These are all `noassign' variables; assignments to them are ignored.
The bash debugger variables cannot be unset either. Other noassign
variables can be unset; that's why they're not readonly.

(Before you ask, noassign variables have been in bash since 1996.)

In this case, assignment to the noassign variable is being treated like an
assignment error, which aborts the current command (a compound command in
your examples) but does not exit the shell. If you were to separate the
commands with a newline, you'd see the difference.

This came up in 2021 in the GROUPS case:

https://lists.gnu.org/archive/html/bug-bash/2021-08/msg00013.html

The other variables in that list inherited their noassign property from
changes to support the bash debugger.

It does not happen if trying to assign a string.

It should be consistent, at least. I think the string assignment behavior
is the most reasonable: assignments return 1 but there's no assignment
error. I'll look at how compound assignments are different.

Available data —
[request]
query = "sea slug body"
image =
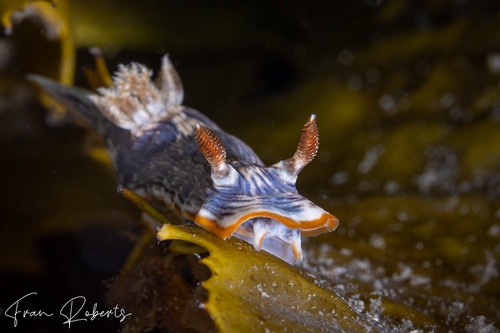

What the task requires — Please update the passage of the bash noassign text starting with "In this case, assignment" and going on through "the bash debugger.", rewriting it with "newline" changed to "semicolon". The data comes from a separate source, unrelated to the text about bash noassign variables.

Answer for this exercise —
In this case, assignment to the noassign variable is being treated like an
assignment error, which aborts the current command (a compound command in
your examples) but does not exit the shell. If you were to separate the
commands with a semicolon, you'd see the difference.

This came up in 2021 in the GROUPS case:

https://lists.gnu.org/archive/html/bug-bash/2021-08/msg00013.html

The other variables in that list inherited their noassign property from
changes to support the bash debugger.